Trecho para ler:
++++++++++++++++++++
“Meu avô torto, médico, pesquisador competente, de especial
sensibilidade musical, no dia em que completou 84 anos – já deprimido pela
morte da esposa, disse-me, ao cumprimentá-lo: “Espero que você não chegue aos
80!”.
Isso tem 25 anos. Nunca me esqueci. Ele sentiu o peso do preconceito e da solidão. Vivamente me lembro de suas palavras a cada comentário maldoso em relação aos velhos que escuto, principalmente aos muito velhos. O peso do preconceito é grande. E quem tem menos de 80 anos tem a responsabilidade de tentar ao menos rever seus valores com relação à velhice. Só assim, acredito, poderemos colaborar para a mudança de paradigmas sociais, históricos e culturais.
Ainda
na família, muitos anos depois do fato relatado acima, minha mãe desenvolveu a
doença de Alzheimer e morreu há dois, aos 79, depois de 10 anos de muito
sofrimento. Acredito ser dispensável falar do meu interesse em compreender a
velhice e tentar não somente estudá-la e pesquisá-la, mas, principalmente,
percebê-la e senti-la. Foi o que tentei fazer por minha mãe inúmeras vezes,
quando ela não mais podia: sentia frio por ela, calor, fome e tudo o mais
possível por ela. Penso que apenas quando nos abrimos para a percepção e para o
sentimento do outro é que podemos começar a elaborar alguma ação transformadora
para colaborar em seu benefício.
A velhice, até muito pouco tempo, era tida como algo humilhante e vergonhoso, um tabu que se tentava não falar, nem comentar. A escritora Simone de Beauvoir comenta em seu livro A velhice, escrito em 1970, que quando dizia que estava desenvolvendo um ensaio sobre a velhice quase sempre as pessoas exclamavam: ‘Que ideia! Mas você não é velha!. Que tema triste…’” Ela diz em seguida: “Aí está justamente por que escrevo: para quebrar a conspiração do silêncio”.
Esse é o texto de introdução da dissertação de mestrado em ciências da religião da PUC Minas de Anna Cristina Pegoraro de Freitas, de 54 anos, sobre Espiritualidade e sentido de vida na velhice tardia . Em quase 200 páginas, ela mostra o sentido de espiritualidade adotado pela Organização Mundial de Saúde (OMS). “Espiritualidade é o conjunto de todas as emoções e convicções de natureza não material que pressupõem que há mais no viver do que pode ser percebido ou plenamente compreendido, remetendo o indivíduo a questões como o significado e o sentido da vida, não necessariamente a partir de uma crença ou prática religiosa. Reconhecendo sua importância para a qualidade de vida, a OMS incluiu a espiritualidade no âmbito dos domínios que devem ser levados em conta na avaliação e promoção de saúde em todas as idades”, diz.
++++++++++++++++++++
Entradas de dados salvas:
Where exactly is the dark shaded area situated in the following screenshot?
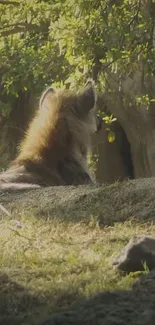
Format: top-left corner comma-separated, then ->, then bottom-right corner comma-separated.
120,125 -> 134,179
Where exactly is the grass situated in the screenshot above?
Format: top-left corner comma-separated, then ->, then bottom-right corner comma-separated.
0,178 -> 155,325
0,211 -> 155,324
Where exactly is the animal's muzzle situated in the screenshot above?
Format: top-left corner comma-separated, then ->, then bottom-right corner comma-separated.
96,114 -> 102,132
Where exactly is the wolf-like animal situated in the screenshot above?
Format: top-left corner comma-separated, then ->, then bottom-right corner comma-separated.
0,80 -> 102,189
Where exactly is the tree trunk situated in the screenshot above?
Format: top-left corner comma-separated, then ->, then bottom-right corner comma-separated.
104,71 -> 155,178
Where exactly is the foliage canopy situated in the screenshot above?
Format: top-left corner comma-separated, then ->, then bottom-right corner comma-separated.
0,0 -> 155,115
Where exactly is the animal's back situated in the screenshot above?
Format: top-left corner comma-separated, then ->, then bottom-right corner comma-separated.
0,82 -> 99,189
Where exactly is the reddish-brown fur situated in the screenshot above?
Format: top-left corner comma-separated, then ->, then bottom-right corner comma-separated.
0,81 -> 99,189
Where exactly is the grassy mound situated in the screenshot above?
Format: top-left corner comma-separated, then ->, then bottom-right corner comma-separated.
0,178 -> 155,325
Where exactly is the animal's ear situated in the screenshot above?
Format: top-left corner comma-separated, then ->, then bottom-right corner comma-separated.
79,79 -> 96,114
39,87 -> 55,109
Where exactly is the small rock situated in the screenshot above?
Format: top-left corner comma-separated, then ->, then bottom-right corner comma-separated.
112,236 -> 155,273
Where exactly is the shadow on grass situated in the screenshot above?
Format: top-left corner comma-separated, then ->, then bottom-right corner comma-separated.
0,270 -> 155,325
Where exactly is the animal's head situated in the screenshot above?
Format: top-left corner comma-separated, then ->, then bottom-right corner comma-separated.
40,80 -> 102,155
++++++++++++++++++++
Problema 1:
Responda com base no texto sobre a velhice:
(a) Quantos anos o avô estava completando no dia em que disse "Espero que você não chegue aos 80!"?
(b) Com que idade a mãe da autora morreu?
(c) Em que ano foi escrito o livro A velhice, de Simone de Beauvoir?
Problema 2: Prossiga o texto sobre a velhice a partir da última frase, mantendo o mesmo tom.
As linhas são um material à parte, sem ligação com o texto sobre a velhice.

Resposta final 1:
(a) 84 anos.
(b) Aos 79 anos.
(c) Em 1970.

Resposta final 2:
O
interesse pelo envelhecimento da população sempre esteve presente na vida da
psicóloga, mas aumentou com a doença da mãe. Professora da disciplina
Psicologia da vida adulta à velhice nas quatro unidades da PUC Minas (Coração
Eucarístico, Betim, Barreiro e Contagem), Anna Cristina coordena o projeto Mais
idade com idosos, da Pró-reitoria de Extensão, e representa a universidade no
Conselho Municipal do Idoso, da Secretaria Municipal de Saúde.
Vivência
Convivendo com idosos tanto em casa como na PUC Minas, Anna Cristina começou a
pesquisar até chegar à dissertação, que teve como objetivo principal
“compreender como a vivência da espiritualidade influencia na elaboração do
sentido de vida na velhice, utilizando-se de uma pesquisa de abordagem
qualitativa. Para embasar a análise, a revisão da literatura abordou os
conceitos de velhice em diferentes momentos da história – e a velhice como um
estágio do desenvolvimento humano.”
Na
pesquisa empírica, os dados foram coletados por meio da história oral com oito
mulheres entre 80 e 100 anos. “As narrativas geraram três temas principais:
velhice, espiritualidade e sentido de vida, que foram desdobrados em
categorias. A análise permitiu, em síntese, concluir que a espiritualidade se
mostrou um fator fundamental para a elaboração do sentido de vida na velhice
tardia. Sempre, em todas as dificuldades, a espiritualidade está presente como
fator indispensável não só no enfrentamento das mesmas, como também – e
principalmente – como colaboradora de sentido para suas vidas.”
Segundo
ela, o grupo pesquisado também demonstrou que se pode viver uma velhice tardia
com qualidade de vida, dependendo do estilo de cada um, da prática espiritual e
da consciência temporal, ou seja, é possível manter uma vida com sentido.